The Chinese government has reduced speed on its high speed rail line over concerns about safety, the rail ministry is in debt to the tune of $271 billion dollars, its charismatic leader, Liu Zhijun, was fired for embezzlement, and cheaper buses are turning out to be more appealing to typical travelers. Charles Lane at the Washington Post has the story.

Liu exploited the communist leadership’s fascination with bigness and national prestige….

In 2004, the State Council signed off on Liu’s plan to build the world’s largest high-speed-rail network by 2020. The first leg, a 72-mile stretch between Beijing and Tianjin, would open in time for the 2008 Olympics.

Word went forth that state-owned banks and local governments were to give Liu all the money, land and labor he required. When Chinese journalists found that Liu’s ministry was using cheap, low-quality concrete, creating a safety hazard, the Communist Party’s propaganda department quashed the reports, according to a January piece in the South China Morning Post.

:::

▶ [Written request 1]
Copy the stretch of the high-speed rail passage from "Word went forth" through "China Morning Post.".

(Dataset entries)
:::

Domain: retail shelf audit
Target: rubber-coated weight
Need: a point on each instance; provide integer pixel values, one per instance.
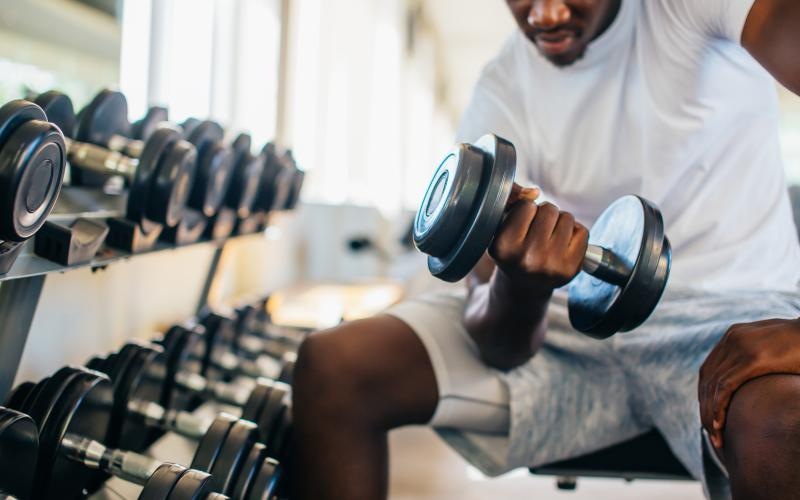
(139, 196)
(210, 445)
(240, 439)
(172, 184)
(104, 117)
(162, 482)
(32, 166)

:::

▶ [Written request 2]
Turn all the dataset rows above into a numbered list, skipping blank lines and leaving out the pictures.

▶ [Right answer 1]
Word went forth that state-owned banks and local governments were to give Liu all the money, land and labor he required. When Chinese journalists found that Liu’s ministry was using cheap, low-quality concrete, creating a safety hazard, the Communist Party’s propaganda department quashed the reports, according to a January piece in the South China Morning Post.

▶ [Right answer 2]
1. Domain: retail shelf audit
2. Target: rubber-coated weight
3. Need: a point on each instance; provide integer pixel values, one per instance.
4. (139, 196)
5. (210, 445)
6. (240, 439)
7. (172, 184)
8. (104, 117)
9. (162, 482)
10. (32, 166)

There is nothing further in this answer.